En el hilo del foro sobre cómo traducir «tanto para... como para», ¿qué construcción propone Francisco Javier en lugar de «aussi tant»?

== Texto proporcionado ==
◆ ◆ ◆ ◆ ◆
# Tanto para...como para....



## Elysa

Cómo puedo decir: 
"Creo que se trata de un libro muy entretenido, tanto para niños como para adultos"


----------



## Francisco Javier

Hola ,
 Je crois qu'il s'agit d'un livre très distrayant ( divertissant ), tant pour enfants que pour adultes " 

Saludos.


----------



## moira

Elysa, yo lo diría de este modo:
*À mon avis il s'agit d'un libre très amusant, aussi tant pour les enfants que pour les adultes*.


----------



## Francisco Javier

Bonjour , Moira *aussi tant , no se usa , seria como decir " tanto como "sin embargo : se puede decir ;

...aussi bien pour les enfants que pour les adultes. Un Saludo.*


----------



## moira

Gracias FJ por tu corrección.


----------



## valerie

Ma proposition:
Je crois qu'il s'agit d'un livre très amusant, autant pour les enfants que pour les adultes


----------



## *ViCKy*

Nueva pregunta​
Hola! Alguien me podría decir como se traduciría...
◆ ◆ ◆ ◆ ◆
(Registros de señalamiento y etiquetado)
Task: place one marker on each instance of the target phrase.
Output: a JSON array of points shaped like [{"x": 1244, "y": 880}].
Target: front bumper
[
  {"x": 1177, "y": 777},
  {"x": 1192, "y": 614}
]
◆ ◆ ◆ ◆ ◆
== Respuesta a continuación ==
Propone «aussi bien pour les enfants que pour les adultes».